--- Start of Data shown ---

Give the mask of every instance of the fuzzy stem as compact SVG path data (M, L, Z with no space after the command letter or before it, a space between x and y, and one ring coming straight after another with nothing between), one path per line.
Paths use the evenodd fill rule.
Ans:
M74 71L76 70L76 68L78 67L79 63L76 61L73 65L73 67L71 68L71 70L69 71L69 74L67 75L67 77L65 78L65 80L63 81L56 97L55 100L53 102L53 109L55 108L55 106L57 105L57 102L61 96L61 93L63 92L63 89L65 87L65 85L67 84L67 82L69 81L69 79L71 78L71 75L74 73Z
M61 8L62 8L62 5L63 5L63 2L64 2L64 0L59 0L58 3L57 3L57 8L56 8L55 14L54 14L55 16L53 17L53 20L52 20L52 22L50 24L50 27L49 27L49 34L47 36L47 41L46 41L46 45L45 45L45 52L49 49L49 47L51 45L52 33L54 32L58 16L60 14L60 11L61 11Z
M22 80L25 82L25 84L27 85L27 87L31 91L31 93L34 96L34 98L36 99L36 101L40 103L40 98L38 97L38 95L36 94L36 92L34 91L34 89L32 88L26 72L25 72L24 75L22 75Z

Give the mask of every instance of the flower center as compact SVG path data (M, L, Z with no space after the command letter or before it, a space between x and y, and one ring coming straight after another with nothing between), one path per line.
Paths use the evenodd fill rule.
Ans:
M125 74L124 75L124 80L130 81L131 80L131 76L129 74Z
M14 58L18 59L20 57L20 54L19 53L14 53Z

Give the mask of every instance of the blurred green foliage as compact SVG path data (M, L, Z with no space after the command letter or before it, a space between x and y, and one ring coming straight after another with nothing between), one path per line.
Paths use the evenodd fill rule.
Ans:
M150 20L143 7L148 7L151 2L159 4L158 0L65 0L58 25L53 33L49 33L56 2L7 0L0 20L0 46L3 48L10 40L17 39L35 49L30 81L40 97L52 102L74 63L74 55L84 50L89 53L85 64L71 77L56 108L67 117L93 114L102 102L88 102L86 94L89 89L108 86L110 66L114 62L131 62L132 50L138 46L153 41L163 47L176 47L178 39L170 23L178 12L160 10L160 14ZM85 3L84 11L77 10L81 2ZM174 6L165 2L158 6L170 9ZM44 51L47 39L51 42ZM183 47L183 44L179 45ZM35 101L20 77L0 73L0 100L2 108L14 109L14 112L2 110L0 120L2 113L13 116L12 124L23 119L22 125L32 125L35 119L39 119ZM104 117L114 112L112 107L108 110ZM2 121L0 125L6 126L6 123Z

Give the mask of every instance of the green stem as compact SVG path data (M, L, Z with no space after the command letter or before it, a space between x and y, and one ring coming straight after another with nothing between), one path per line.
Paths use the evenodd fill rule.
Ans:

--- End of Data shown ---

Format the lines from the one containing "Give the mask of every instance of the flower" through the one containing "M14 58L18 59L20 57L20 54L19 53L14 53Z" as a Markdown table with the columns Row and Line. Number the rows from 1 and leave out blank lines.

| Row | Line |
|---|---|
| 1 | Give the mask of every instance of the flower center as compact SVG path data (M, L, Z with no space after the command letter or before it, a space between x and y, and one ring coming straight after another with nothing between), one path per line. |
| 2 | Paths use the evenodd fill rule. |
| 3 | Ans: |
| 4 | M125 74L124 75L124 80L130 81L131 80L131 76L129 74Z |
| 5 | M14 58L18 59L20 57L20 54L19 53L14 53Z |